**Document segment**
As in the last few of these mysteries, there are alternate chapters set in AD 79, the date of the fateful eruption of Mount Vesuvius, about a character who seems to have nothing to do with the plot until the last couple of chapters. This is Kassandra, a Pompeiian slave who gains her freedom when her father buys both himself and her out of slavery. She is a talented poet whose work on an epic brings her to the attention of a suitor who courts and later marries her former mistress. The fact that Kassandra's poetry, presented at first anonymously, was well-received when scribbed as graffiti on the Pompeiian walls, was interesting at first, then the story took a really predictable turn (I wanted to shake her and yell "You stupid girl, you should have known that would happen!"), and it's only at the end that her fate ties in with the mystery of the murdered American reporter.

I also wanted to kick Colin's butt more than several times in this story. Due to something revealed a few chapters into the story, he turns into yet another male horse's ass, which is not only not like him, but it led to him treating Emily's feelings quite badly. The charm of Colin always was that he never did this sort of thing, and it's irritating that he's developed the habit now.

I did enjoy most of this except for the conclusion of Kassandra's story and Colin's behavior, as my paternal grandparents lived on the island of Ischia before they emigrated to the US and Vesuvius figured in their past. Also amused at yet another offhand reference to Elizabeth Peters' character Amelia Peabody and Radcliffe Emerson!

**Extracted entries**
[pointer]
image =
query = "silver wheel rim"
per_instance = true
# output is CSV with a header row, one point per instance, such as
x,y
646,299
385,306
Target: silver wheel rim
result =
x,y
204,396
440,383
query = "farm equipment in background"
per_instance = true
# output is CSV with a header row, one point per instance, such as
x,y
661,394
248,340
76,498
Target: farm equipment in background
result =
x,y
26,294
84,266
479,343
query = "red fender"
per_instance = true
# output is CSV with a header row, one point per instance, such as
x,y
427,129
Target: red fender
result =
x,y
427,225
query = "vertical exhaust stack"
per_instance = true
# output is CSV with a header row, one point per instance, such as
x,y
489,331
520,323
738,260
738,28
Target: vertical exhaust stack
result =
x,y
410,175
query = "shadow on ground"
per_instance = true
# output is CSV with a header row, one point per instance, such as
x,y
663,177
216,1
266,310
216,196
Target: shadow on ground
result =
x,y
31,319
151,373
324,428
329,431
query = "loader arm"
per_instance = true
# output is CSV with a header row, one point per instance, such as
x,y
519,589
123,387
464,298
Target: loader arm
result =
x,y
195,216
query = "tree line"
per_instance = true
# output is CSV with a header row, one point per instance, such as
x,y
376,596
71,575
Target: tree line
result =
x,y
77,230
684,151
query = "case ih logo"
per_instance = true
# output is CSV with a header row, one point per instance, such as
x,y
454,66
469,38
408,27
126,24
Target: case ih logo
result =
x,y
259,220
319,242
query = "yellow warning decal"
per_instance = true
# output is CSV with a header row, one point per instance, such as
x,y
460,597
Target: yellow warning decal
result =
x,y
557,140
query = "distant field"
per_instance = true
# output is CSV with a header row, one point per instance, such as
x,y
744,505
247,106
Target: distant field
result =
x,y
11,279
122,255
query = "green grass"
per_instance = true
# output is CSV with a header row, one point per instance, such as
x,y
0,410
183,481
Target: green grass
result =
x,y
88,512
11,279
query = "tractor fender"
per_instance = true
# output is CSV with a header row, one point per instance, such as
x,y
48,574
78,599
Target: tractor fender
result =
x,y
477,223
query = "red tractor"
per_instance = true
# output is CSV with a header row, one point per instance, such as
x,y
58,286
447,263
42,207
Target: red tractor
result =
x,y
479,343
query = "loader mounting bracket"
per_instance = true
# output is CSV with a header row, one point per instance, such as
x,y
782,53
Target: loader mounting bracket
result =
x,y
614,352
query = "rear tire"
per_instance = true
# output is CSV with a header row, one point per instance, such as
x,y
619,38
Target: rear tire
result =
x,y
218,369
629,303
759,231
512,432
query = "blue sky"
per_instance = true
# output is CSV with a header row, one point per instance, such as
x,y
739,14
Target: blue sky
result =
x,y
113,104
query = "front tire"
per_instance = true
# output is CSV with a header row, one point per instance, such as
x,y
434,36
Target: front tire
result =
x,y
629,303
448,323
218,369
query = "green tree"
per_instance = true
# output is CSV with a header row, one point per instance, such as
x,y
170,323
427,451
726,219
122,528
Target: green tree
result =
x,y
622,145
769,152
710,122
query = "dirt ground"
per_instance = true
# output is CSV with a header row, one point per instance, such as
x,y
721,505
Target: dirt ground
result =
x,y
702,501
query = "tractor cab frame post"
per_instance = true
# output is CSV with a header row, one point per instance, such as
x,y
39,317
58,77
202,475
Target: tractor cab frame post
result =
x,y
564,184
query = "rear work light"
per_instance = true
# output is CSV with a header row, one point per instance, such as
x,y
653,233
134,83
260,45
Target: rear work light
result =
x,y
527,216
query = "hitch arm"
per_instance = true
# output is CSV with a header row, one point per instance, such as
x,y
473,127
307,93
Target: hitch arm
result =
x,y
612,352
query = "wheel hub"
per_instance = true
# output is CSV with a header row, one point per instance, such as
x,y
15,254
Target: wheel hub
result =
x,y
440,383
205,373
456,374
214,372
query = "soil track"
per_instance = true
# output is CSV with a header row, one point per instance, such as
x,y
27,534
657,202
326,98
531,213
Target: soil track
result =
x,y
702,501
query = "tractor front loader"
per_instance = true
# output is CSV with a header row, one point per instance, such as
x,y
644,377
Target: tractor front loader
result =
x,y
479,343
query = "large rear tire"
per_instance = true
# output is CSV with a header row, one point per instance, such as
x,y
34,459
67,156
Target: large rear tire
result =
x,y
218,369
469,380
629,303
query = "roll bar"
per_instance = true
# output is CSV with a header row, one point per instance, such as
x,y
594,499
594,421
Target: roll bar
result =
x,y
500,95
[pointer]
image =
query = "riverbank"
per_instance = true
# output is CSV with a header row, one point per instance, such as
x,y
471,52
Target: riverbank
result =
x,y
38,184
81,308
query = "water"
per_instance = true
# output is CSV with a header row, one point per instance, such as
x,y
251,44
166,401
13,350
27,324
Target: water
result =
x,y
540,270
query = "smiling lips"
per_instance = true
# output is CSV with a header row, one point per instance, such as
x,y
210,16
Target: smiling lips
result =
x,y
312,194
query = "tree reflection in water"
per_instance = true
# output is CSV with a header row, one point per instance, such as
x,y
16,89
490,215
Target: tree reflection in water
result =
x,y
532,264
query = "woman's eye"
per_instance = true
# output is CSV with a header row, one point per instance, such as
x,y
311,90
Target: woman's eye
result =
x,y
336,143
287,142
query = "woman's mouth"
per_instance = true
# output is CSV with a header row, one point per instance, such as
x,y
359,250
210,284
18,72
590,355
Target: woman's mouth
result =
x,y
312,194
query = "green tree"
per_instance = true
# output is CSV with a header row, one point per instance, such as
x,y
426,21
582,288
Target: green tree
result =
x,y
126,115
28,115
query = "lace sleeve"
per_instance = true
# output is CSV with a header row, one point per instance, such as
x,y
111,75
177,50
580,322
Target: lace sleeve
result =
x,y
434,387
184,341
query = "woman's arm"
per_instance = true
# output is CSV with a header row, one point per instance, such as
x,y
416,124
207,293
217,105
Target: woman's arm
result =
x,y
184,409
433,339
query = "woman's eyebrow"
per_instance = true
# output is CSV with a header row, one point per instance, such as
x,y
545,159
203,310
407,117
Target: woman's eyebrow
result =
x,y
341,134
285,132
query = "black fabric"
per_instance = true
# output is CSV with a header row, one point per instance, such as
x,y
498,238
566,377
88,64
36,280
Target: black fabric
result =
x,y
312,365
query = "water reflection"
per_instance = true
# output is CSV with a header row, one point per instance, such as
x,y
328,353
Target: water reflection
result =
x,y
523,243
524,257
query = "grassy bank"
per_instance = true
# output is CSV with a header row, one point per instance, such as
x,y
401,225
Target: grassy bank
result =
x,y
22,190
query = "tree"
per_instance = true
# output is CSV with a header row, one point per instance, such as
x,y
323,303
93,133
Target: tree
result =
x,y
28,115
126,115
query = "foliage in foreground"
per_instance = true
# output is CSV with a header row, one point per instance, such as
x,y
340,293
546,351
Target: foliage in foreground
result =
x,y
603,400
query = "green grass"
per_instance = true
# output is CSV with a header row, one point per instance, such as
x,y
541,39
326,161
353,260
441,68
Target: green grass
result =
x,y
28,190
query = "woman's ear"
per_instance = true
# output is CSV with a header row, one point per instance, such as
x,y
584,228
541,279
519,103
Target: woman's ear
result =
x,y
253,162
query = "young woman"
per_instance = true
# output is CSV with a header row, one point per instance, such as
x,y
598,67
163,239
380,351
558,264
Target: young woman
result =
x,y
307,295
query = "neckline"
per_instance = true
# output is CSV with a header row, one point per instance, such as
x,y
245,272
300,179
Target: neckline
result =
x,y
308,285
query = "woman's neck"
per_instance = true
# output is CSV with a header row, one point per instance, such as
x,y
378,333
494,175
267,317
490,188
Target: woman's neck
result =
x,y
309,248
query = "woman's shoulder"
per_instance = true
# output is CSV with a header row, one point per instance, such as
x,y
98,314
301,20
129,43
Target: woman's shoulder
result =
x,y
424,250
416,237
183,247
...
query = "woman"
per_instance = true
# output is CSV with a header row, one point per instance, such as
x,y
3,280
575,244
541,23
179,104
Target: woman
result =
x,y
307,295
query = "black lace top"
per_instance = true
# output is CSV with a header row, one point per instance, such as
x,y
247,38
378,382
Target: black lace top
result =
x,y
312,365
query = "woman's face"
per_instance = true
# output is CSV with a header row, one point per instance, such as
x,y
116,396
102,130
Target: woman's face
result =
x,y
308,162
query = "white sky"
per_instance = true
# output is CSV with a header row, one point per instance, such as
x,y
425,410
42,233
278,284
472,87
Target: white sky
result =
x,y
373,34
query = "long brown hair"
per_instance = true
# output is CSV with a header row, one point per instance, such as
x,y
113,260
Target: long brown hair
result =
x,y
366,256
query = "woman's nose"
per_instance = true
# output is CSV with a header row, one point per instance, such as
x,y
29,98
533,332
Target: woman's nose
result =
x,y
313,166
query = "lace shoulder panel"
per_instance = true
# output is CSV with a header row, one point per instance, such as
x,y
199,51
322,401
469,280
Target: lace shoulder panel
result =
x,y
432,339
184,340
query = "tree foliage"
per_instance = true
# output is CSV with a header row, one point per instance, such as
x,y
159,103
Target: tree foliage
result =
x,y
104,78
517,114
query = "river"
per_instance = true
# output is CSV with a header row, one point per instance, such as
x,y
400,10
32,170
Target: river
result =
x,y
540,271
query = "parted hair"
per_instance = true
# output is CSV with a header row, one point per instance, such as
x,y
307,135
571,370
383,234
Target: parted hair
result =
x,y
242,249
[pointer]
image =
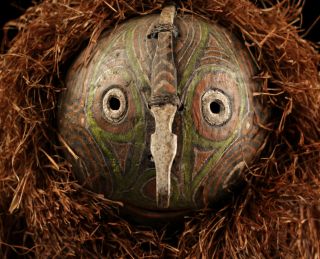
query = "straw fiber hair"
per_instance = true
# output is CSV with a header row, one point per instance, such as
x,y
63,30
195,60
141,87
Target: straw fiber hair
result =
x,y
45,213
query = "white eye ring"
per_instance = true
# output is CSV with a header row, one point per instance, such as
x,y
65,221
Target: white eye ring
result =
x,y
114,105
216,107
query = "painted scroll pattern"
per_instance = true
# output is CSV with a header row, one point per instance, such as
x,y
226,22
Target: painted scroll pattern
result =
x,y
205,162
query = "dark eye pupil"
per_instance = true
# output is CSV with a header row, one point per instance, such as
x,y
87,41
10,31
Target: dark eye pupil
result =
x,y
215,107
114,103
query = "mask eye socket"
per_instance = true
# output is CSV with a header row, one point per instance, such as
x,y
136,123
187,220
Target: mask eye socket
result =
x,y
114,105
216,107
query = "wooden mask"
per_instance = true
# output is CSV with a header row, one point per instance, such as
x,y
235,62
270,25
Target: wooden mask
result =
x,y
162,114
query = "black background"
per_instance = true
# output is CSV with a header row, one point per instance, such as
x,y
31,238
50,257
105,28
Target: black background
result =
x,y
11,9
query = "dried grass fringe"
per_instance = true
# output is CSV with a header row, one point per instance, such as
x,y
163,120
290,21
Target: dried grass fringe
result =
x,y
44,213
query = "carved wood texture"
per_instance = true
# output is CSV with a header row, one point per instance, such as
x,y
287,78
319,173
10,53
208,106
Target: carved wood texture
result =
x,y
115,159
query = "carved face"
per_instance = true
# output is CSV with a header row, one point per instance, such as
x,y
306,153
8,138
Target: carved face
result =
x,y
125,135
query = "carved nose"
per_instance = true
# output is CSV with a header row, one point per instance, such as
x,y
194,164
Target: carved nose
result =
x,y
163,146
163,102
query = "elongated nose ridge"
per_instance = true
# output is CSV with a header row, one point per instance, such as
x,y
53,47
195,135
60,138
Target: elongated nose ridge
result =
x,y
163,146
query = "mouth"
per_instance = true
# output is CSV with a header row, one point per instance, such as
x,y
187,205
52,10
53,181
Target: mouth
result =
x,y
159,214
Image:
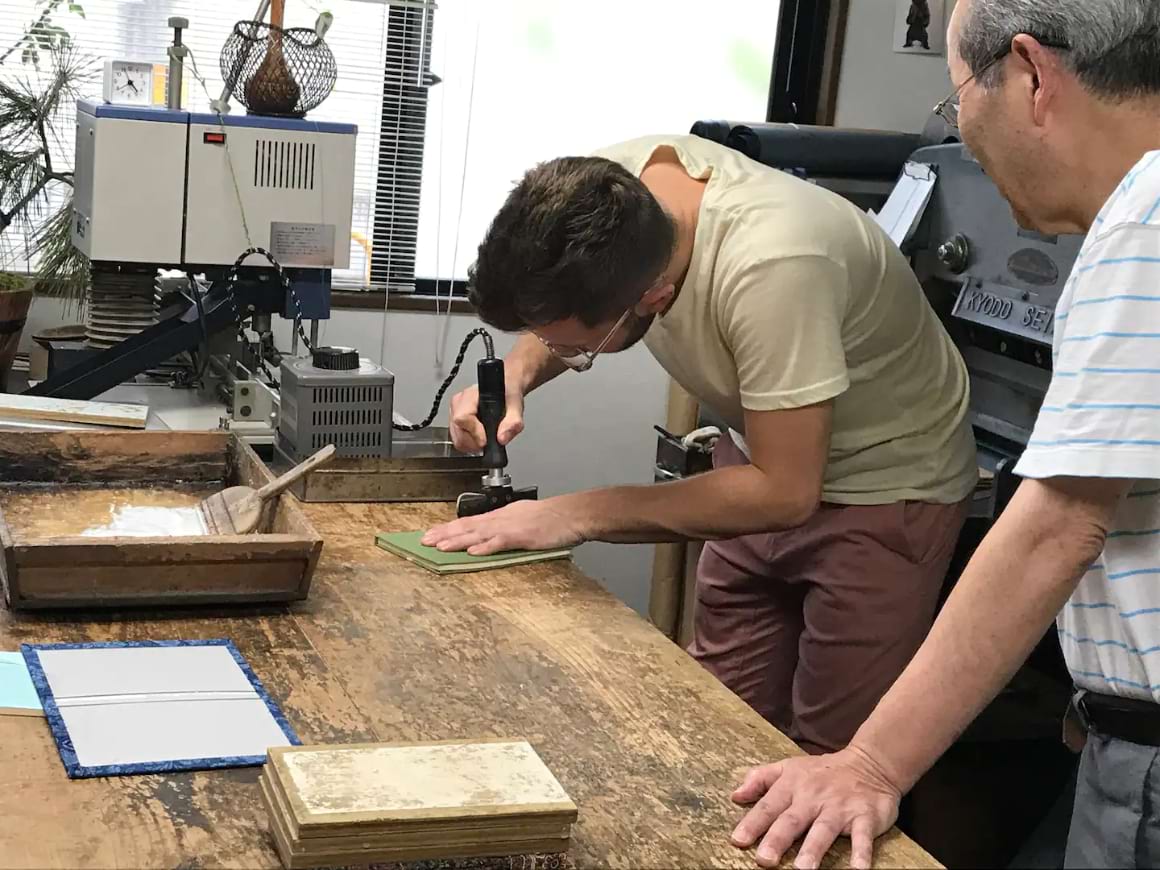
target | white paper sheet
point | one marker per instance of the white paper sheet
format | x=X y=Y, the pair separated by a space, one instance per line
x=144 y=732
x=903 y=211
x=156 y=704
==
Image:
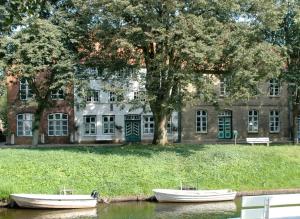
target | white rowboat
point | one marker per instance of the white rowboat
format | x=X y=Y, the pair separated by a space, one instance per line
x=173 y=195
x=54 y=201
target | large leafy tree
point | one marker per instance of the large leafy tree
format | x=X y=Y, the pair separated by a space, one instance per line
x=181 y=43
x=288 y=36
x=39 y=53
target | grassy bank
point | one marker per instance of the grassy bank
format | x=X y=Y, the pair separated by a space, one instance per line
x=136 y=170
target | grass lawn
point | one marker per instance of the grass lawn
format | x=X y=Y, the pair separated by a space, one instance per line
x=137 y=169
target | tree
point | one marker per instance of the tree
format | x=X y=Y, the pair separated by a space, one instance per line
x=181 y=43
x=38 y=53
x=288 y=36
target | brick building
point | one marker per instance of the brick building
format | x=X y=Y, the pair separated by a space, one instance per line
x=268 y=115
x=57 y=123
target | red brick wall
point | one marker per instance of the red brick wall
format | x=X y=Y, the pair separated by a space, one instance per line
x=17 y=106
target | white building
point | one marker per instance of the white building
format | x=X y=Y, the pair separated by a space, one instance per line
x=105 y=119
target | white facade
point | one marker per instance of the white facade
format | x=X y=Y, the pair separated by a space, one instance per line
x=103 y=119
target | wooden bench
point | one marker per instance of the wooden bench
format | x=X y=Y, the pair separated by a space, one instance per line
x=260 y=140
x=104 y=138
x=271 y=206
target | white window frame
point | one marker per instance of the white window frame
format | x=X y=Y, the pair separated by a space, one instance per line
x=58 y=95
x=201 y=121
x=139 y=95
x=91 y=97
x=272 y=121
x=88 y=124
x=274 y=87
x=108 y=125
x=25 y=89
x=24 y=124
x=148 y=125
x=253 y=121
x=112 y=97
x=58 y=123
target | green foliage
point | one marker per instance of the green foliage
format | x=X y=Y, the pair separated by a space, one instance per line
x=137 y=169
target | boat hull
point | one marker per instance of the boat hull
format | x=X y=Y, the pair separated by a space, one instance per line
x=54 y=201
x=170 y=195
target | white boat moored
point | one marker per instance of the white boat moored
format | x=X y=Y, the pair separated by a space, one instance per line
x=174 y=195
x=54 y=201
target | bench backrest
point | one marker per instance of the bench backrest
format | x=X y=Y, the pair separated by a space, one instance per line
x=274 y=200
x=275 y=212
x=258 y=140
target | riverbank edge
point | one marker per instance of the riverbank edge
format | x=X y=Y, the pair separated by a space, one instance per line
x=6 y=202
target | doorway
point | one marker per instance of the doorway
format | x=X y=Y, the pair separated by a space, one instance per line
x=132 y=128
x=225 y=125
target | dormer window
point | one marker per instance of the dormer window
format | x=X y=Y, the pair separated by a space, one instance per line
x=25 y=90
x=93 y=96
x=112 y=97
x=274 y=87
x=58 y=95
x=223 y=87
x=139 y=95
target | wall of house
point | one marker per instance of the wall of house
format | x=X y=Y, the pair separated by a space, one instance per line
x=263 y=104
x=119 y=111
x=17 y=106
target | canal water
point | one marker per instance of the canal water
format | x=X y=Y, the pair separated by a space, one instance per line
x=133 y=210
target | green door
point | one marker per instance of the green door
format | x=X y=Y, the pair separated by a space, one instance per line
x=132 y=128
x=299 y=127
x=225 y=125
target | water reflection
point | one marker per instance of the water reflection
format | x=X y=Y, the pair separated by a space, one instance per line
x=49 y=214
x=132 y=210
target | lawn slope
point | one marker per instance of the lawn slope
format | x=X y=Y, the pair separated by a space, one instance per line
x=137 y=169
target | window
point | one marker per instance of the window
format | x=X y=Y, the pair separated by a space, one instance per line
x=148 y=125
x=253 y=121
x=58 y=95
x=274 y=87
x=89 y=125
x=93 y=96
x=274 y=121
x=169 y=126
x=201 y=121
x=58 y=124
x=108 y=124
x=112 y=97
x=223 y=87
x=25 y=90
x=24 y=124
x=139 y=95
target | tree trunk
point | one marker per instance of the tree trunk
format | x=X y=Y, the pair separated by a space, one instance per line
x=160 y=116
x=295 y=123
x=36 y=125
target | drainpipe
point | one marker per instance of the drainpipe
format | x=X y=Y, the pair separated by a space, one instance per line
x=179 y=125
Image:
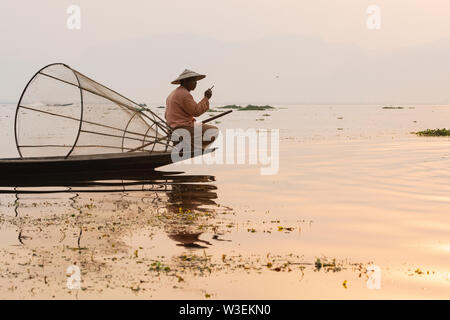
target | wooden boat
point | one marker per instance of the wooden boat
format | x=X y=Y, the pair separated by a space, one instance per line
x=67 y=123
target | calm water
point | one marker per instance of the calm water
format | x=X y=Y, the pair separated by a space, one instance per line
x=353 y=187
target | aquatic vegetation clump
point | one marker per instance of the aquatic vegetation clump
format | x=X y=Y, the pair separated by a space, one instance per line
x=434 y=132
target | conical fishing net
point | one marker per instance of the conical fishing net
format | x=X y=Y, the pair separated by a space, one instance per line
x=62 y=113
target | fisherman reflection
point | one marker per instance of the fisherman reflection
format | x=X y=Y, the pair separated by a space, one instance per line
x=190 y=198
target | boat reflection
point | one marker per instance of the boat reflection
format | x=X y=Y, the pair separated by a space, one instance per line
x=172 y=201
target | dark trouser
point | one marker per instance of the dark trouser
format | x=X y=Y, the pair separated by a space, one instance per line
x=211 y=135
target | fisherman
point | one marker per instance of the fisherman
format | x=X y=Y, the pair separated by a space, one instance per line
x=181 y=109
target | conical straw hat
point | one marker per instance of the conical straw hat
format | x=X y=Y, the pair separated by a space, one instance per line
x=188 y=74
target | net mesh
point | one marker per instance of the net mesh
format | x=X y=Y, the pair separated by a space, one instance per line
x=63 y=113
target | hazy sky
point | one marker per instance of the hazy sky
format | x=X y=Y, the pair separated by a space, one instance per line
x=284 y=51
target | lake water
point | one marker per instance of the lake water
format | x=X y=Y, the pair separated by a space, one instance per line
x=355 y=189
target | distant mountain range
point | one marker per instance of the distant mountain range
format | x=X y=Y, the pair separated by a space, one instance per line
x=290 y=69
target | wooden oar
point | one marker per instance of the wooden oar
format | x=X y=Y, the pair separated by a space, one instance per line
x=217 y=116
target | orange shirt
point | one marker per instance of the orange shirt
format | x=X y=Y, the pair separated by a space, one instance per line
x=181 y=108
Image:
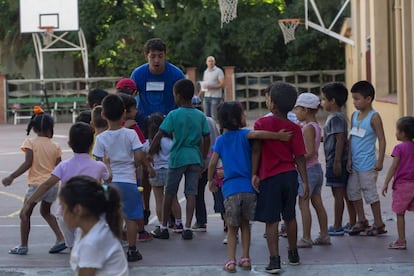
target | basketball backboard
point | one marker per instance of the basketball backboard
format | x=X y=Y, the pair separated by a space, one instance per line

**Set tasks**
[A] Answer these questions from the book review:
(i) In what year are the alternate chapters set?
(ii) How does Kassandra gain her freedom?
(iii) Where did the reviewer's paternal grandparents live before they emigrated to the US?
[B] Go on with the book review, picking up right after its final sentence.
The records play no part in what follows here.

**Task-by-task answers**
[A]
(i) AD 79
(ii) Her father buys both himself and her out of slavery.
(iii) On the island of Ischia

[B]
book icon  Elfquest: The Final Quest (Volumes 1-4), Wendy and Richard Pini
It seems so long ago, and then again it seems like yesterday that I was traveling up to Boston to visit friends: Mary Bloemker, Pat Brimer, Abby Rogers, Gail Paradis, Deb Walsh, Mary Fall, and Steve Eramo. One of our destinations was the comic book store Million Year Picnic at Harvard Square, and one of the things Abby bought religiously was a comic called Elfquest. I've never been a high fantasy fan or a comics fan, but one weekend when I was staying at Abby and Gail's apartment, I picked up the first issue of Elfquest to read. And the second. And then however many Abby had at that point. And the next time I was in Million Year Picnic, I bought up all the back issues to catch up, and then collected and read for years, although the last hard copies I got was "Kings of the Broken Wheel." Still not being much of a comics devotee, and not going to a comic book store regularly after not going to the laundromat on Buford Highway weekly, I didn't read the subsequent sequels until the Pinis posted them online in 2009.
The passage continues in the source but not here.